==== The input

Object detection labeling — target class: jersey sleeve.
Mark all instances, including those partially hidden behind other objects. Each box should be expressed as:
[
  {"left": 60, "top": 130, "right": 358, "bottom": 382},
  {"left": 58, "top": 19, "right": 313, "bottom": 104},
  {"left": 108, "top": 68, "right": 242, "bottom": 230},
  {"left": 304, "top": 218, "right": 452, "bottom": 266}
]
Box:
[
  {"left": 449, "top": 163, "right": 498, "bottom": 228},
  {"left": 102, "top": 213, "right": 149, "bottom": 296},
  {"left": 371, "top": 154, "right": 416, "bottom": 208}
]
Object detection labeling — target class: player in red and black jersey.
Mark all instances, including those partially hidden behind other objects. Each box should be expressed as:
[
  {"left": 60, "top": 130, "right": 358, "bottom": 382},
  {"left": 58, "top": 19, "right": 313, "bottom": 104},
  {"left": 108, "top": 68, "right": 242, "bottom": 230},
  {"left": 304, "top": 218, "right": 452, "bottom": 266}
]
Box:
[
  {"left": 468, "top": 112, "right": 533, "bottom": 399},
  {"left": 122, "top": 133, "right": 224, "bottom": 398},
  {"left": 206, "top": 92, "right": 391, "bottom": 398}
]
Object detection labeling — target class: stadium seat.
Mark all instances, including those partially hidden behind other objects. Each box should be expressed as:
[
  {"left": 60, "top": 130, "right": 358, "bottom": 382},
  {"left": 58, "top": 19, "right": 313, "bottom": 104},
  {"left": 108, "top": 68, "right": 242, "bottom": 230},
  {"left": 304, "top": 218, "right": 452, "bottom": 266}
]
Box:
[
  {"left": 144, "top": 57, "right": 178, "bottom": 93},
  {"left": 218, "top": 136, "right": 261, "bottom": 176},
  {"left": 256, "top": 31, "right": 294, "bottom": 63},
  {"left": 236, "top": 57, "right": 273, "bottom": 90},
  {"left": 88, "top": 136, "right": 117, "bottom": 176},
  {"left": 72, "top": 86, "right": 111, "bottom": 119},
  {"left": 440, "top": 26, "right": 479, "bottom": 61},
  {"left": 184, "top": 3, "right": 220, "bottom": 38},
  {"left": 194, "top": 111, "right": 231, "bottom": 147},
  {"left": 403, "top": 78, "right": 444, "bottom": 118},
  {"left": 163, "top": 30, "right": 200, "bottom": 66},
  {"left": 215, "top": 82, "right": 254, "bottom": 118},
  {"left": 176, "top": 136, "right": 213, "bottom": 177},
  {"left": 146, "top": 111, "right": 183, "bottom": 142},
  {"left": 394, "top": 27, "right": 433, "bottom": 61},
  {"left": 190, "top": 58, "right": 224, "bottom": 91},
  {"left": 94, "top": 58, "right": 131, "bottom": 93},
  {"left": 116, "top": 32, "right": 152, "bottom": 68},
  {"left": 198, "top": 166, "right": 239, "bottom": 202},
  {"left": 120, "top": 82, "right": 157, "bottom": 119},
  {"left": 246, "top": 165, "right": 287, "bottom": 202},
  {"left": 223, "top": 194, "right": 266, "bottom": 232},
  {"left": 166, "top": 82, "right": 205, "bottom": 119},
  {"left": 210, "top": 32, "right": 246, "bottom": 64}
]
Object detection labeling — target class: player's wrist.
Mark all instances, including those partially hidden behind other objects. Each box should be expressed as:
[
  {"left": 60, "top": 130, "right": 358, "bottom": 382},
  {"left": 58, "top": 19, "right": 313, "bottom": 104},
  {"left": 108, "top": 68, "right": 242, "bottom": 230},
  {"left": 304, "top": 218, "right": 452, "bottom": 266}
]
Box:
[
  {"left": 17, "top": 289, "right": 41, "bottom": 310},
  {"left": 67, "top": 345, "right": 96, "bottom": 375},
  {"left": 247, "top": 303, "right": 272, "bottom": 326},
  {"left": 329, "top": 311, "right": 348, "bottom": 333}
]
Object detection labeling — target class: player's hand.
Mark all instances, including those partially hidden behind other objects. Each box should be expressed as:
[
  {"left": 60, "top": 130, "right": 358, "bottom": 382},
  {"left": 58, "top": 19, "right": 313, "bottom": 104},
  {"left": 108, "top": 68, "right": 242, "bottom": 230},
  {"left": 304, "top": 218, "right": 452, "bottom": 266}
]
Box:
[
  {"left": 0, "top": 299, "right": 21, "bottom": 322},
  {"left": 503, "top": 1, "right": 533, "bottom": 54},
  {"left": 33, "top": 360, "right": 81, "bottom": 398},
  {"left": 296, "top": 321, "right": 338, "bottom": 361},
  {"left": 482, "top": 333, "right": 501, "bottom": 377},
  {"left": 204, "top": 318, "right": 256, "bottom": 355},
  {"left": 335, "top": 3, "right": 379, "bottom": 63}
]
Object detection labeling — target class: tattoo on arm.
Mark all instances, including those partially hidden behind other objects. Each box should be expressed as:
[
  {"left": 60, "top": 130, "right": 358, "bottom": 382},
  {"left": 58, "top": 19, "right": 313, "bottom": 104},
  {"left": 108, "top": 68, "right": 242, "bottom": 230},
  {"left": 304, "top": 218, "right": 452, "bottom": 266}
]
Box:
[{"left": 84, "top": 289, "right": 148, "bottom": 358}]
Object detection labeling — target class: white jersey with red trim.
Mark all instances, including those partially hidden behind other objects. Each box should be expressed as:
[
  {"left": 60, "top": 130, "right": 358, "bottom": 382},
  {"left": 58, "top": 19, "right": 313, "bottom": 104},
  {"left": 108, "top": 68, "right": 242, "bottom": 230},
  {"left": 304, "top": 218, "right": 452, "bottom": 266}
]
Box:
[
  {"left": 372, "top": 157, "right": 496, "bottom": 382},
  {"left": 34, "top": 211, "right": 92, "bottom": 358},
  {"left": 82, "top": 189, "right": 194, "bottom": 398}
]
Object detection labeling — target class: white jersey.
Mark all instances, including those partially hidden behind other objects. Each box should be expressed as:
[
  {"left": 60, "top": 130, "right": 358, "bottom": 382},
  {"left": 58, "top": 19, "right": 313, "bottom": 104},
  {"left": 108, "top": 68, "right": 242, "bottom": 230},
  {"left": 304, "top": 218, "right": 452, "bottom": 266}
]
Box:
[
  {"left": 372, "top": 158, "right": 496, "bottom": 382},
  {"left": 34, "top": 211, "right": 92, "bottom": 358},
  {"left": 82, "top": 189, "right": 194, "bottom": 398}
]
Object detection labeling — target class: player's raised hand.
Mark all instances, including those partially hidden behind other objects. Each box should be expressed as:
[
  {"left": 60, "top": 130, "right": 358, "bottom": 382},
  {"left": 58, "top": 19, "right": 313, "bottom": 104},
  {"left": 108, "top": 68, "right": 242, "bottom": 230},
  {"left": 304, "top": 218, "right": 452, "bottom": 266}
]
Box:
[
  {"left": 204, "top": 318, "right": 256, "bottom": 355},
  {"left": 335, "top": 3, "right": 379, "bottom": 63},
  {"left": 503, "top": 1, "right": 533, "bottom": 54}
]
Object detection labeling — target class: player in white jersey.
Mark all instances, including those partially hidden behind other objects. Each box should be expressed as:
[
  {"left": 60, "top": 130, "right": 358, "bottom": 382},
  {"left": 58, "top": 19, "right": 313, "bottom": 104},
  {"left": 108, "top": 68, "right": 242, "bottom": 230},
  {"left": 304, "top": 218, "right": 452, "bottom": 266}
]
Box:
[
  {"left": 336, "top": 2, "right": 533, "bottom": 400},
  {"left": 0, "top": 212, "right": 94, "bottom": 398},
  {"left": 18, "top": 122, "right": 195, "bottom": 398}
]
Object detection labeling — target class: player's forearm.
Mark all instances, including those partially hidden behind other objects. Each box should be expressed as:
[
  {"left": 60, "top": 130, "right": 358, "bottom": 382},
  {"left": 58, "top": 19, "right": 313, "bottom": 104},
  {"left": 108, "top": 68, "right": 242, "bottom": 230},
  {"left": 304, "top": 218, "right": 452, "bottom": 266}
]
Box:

========

- _Written problem_: Give back exactly the lines from the line holding "Object detection labeling — target class: player in white" through the last line of the listing, including both.

- _Exercise result_:
Object detection labeling — target class: player in white jersey.
Mark all instances, including those partially hidden behind other objects. Each box should be expressed as:
[
  {"left": 60, "top": 130, "right": 358, "bottom": 382},
  {"left": 58, "top": 19, "right": 313, "bottom": 104},
  {"left": 108, "top": 68, "right": 242, "bottom": 230},
  {"left": 304, "top": 218, "right": 452, "bottom": 266}
]
Box:
[
  {"left": 336, "top": 2, "right": 533, "bottom": 400},
  {"left": 0, "top": 212, "right": 94, "bottom": 398},
  {"left": 18, "top": 122, "right": 195, "bottom": 398}
]
Object detection labeling — target class: player's forearm.
Mark all instances, including those partially hidden behind other objects. Each box should be expressed as:
[
  {"left": 60, "top": 130, "right": 358, "bottom": 382},
  {"left": 58, "top": 19, "right": 313, "bottom": 104},
  {"left": 108, "top": 68, "right": 242, "bottom": 230},
  {"left": 304, "top": 218, "right": 452, "bottom": 266}
]
Box:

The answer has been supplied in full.